(Coordinate annotation entries)
..............................
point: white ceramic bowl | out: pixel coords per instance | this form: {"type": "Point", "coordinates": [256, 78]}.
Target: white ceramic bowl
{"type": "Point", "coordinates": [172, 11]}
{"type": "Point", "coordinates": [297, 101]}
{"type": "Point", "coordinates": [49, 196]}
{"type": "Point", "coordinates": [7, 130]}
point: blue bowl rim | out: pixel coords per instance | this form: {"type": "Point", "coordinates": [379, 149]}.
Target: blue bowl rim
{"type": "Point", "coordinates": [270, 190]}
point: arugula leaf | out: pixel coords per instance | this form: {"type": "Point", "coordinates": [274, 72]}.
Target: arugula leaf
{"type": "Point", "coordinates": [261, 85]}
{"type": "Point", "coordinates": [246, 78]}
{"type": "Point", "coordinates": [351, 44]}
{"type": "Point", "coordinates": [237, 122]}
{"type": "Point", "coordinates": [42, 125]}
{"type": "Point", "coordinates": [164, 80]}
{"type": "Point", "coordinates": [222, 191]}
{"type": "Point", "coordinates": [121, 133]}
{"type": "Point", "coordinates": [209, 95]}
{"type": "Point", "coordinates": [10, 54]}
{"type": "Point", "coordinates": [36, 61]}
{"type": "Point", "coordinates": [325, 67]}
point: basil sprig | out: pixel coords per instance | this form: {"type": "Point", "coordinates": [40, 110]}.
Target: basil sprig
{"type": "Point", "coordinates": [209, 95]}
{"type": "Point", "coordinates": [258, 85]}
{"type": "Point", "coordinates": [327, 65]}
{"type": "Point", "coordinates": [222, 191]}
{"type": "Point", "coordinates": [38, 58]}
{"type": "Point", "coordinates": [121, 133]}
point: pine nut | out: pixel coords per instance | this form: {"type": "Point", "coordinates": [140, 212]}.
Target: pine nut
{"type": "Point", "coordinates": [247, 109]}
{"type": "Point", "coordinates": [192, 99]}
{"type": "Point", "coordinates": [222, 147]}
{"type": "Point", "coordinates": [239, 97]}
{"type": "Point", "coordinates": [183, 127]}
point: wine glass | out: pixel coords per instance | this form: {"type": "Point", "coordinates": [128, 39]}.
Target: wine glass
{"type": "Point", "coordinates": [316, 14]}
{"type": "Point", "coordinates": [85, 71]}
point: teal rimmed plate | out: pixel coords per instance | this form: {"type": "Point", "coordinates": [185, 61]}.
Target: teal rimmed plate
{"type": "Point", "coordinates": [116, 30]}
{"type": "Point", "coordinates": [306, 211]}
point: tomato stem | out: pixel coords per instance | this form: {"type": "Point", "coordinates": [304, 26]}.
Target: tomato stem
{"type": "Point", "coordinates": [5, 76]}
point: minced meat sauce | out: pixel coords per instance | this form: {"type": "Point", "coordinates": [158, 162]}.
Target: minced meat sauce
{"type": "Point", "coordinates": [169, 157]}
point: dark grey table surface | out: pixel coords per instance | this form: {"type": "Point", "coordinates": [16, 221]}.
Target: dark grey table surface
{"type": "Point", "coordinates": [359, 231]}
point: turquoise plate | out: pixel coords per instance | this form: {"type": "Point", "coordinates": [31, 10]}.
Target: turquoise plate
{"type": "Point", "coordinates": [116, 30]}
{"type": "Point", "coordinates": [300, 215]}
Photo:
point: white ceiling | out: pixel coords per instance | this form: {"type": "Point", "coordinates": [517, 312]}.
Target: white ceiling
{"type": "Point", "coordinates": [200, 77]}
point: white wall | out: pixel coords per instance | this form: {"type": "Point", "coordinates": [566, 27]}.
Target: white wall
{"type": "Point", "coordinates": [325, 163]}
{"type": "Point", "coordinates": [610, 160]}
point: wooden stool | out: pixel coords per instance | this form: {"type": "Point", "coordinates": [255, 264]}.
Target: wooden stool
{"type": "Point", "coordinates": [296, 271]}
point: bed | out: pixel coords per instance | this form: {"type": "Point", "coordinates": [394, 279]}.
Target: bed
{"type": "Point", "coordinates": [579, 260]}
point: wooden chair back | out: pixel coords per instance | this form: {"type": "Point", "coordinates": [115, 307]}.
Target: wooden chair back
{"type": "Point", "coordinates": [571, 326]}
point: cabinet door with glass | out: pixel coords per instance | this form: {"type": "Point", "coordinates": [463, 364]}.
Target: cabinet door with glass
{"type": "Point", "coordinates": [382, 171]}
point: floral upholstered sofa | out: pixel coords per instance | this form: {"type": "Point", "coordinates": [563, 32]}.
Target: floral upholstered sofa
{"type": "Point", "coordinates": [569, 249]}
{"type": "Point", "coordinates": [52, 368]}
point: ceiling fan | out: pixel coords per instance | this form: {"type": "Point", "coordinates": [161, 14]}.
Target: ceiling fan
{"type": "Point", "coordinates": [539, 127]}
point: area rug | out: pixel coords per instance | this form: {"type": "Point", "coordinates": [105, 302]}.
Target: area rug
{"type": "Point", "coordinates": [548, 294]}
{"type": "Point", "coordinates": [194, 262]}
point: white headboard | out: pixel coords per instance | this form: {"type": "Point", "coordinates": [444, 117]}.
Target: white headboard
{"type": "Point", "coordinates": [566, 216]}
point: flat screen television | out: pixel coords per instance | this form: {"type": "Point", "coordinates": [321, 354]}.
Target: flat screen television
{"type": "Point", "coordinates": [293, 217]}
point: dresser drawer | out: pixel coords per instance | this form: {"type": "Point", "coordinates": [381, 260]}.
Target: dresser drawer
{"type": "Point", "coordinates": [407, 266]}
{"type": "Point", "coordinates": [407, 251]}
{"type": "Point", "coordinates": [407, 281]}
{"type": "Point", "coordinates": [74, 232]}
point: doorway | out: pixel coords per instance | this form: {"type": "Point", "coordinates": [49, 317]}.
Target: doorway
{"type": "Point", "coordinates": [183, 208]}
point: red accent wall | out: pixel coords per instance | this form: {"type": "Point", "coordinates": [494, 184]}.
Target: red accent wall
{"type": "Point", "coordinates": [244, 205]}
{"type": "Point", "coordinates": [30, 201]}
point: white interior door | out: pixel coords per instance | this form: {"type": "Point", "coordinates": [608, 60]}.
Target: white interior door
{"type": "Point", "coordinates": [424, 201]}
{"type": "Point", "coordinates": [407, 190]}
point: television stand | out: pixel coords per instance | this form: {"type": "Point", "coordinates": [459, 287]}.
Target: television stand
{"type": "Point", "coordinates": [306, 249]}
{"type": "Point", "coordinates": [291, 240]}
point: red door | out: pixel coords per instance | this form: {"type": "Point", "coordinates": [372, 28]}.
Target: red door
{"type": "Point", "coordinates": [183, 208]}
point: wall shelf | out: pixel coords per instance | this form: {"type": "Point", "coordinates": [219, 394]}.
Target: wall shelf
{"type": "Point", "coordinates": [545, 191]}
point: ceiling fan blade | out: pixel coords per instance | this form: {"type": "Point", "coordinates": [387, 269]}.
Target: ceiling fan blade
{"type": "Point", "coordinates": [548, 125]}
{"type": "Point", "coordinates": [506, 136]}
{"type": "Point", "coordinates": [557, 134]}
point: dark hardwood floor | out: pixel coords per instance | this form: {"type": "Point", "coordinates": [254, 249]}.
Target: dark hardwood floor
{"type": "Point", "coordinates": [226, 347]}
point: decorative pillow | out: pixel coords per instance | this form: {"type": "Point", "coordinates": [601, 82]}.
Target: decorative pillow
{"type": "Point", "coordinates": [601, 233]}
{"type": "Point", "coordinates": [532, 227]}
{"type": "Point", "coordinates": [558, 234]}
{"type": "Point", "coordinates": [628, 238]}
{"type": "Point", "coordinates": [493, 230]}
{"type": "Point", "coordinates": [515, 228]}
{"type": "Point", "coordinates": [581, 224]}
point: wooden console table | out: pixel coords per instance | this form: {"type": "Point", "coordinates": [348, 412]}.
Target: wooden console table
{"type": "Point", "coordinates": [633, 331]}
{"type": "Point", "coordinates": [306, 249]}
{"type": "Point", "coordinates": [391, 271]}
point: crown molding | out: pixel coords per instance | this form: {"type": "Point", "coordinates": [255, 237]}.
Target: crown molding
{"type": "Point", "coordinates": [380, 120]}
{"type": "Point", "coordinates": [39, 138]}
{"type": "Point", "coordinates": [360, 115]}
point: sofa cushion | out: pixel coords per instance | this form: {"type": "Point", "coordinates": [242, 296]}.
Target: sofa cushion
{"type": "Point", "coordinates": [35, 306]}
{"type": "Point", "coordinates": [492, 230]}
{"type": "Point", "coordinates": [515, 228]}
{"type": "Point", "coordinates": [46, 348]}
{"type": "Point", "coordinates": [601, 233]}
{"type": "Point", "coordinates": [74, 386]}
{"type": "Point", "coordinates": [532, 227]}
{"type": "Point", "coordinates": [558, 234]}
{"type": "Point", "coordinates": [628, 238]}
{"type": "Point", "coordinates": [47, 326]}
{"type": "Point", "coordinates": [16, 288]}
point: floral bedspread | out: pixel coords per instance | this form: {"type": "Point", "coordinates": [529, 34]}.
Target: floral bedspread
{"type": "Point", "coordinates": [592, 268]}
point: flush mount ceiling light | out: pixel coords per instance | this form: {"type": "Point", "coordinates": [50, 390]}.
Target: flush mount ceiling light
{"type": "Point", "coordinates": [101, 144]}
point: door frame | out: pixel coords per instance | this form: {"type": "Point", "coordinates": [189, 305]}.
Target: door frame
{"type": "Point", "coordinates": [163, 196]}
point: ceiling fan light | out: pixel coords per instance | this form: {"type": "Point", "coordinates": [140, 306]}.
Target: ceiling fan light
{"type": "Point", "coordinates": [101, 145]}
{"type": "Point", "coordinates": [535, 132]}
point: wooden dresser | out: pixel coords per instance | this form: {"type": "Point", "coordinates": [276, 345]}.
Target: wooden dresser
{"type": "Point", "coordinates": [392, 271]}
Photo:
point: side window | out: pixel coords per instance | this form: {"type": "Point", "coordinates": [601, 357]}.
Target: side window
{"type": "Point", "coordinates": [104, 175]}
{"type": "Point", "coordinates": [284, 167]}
..............................
Reproduce word for word everything in the listing above from the line containing "point: wooden dresser" down to the final line of the listing, including both of those lines.

point: wooden dresser | out: pixel coords per instance | this form: {"type": "Point", "coordinates": [276, 345]}.
Target: wooden dresser
{"type": "Point", "coordinates": [392, 271]}
Photo:
point: side window | out: pixel coords per instance | this form: {"type": "Point", "coordinates": [601, 357]}.
Target: side window
{"type": "Point", "coordinates": [104, 175]}
{"type": "Point", "coordinates": [284, 167]}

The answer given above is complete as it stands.